EXERCISE INSTRUCTIONS: In the blog post about the writer's children, around what year did Rafi write the poem being shared?

Life isn’t fair: It isn’t fair that my children are funnier than I am. It isn’t fair that they’re cleverer than I am and it sure isn’t fair that they write so much better than I do — and they started doing so early.
I already shared an (ahem) unforgettable saga daughter Susan wrote when she was about six, ‘A Romance’ about the Pickle and the Stick. (See https://viewfromoverthehill.wordpress.com/?s=A+Love+Story…or just click on Oct/2021 on the right of the cover page.)
Rafi wrote one at about the same age, but if Susan’s was a saga, his called ‘How did she die?’ was a tome, much too long for this post. If you want to read it you will have to wait until it is published. (Chuckle.)
Instead I’ve chosen to share the following poem written during his early university years — in about 1991.

MATERIAL:
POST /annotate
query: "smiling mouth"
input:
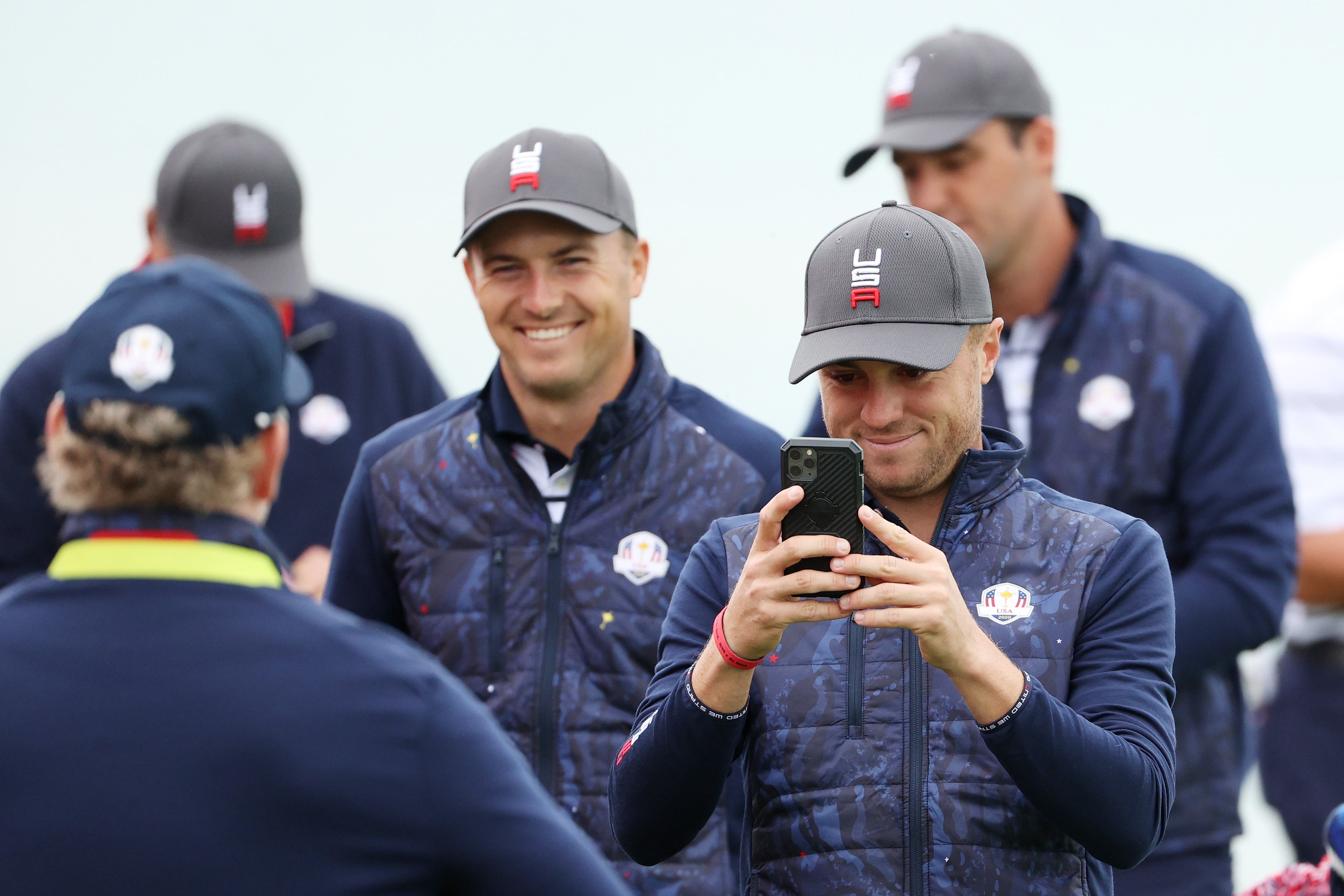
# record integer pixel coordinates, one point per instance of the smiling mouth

IN RESPONSE: About 1991, during his early university years.